→ MATERIAL TO PROCESS:
━━━━━━━━━━━━━━━━━━━━━━━━━━━━━━

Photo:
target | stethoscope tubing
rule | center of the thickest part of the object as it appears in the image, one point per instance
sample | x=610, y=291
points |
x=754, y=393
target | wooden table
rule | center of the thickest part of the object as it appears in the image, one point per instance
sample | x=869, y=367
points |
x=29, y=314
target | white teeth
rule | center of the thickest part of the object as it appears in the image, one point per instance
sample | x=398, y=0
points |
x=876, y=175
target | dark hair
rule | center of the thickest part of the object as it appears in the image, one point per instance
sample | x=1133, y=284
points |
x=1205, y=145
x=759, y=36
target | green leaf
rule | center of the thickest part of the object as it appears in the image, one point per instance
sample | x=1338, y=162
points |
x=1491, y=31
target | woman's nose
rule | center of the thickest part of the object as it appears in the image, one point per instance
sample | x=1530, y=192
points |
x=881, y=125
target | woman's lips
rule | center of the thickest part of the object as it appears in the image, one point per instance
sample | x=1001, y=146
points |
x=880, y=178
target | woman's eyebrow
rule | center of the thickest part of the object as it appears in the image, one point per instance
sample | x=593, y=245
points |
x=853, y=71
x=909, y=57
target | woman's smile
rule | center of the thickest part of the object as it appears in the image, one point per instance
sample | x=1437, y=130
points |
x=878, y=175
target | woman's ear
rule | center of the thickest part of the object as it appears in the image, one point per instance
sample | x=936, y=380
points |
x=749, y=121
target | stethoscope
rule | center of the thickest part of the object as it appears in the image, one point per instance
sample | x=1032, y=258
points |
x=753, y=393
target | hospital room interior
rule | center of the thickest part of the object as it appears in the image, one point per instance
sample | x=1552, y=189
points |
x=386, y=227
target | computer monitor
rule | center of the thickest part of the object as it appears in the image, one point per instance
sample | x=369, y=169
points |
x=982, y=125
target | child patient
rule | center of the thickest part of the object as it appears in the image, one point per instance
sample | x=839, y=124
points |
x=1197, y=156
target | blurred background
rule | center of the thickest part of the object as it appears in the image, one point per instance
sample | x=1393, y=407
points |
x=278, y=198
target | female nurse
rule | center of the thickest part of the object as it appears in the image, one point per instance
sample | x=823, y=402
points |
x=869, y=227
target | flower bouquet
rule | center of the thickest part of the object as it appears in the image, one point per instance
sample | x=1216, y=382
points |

━━━━━━━━━━━━━━━━━━━━━━━━━━━━━━

Copy out everything from the start of the entries down to the line containing "x=386, y=227", requests included. Multiply every coordinate in the answers by 0.5 and round each result to a whole number, rounding halves up.

Photo:
target | stethoscope tubing
rule | center of the thickest part of the object as it appears in the image, one point per instance
sample | x=610, y=291
points |
x=377, y=197
target | wooden table
rule | center of the thickest part of the object as it appears in the image, one point per instance
sample | x=869, y=367
points |
x=15, y=157
target | white teeth
rule | center of the thickest part of the object as it appears in the image, one point per instance
sample | x=398, y=0
points |
x=438, y=88
target | dark hair
rule | center of the thickest part of the object as it appears in the image, one point per instance
sample | x=1133, y=284
points |
x=603, y=73
x=380, y=18
target | green leaf
rule | center of the thickest part of the object as it appears in the image, one point per instance
sample | x=1338, y=162
points |
x=746, y=16
target | woman's nose
rule | center of the thickest part of the object as it appears in the image, one point per instance
sample | x=1530, y=192
points |
x=441, y=63
target | woman's lips
rule | center of the thickest part of the object as it appears in the image, one point per instance
sample | x=1001, y=146
points |
x=440, y=89
target | woman's eyebrow
rule | center of the thickest part of the object as it appears in the image, one point per instance
sample | x=593, y=245
points |
x=427, y=36
x=455, y=29
target | woman's smile
rule | center of the thickest part of the object as it appears in the image, one point per instance
sample | x=1437, y=130
points |
x=439, y=88
target | woman's ear
rule | center of the thickest part of the object as it appears in the image, one point per instance
sample | x=936, y=380
points |
x=375, y=61
target | stethoscope
rule | center of the thickest part of the object as it appears in the image, one point per instance
sample | x=1032, y=258
points |
x=377, y=197
target | hospital room interior
rule | center of the thickest part of the object as it appears in the image, one point per instance
sample | x=1552, y=189
points |
x=193, y=114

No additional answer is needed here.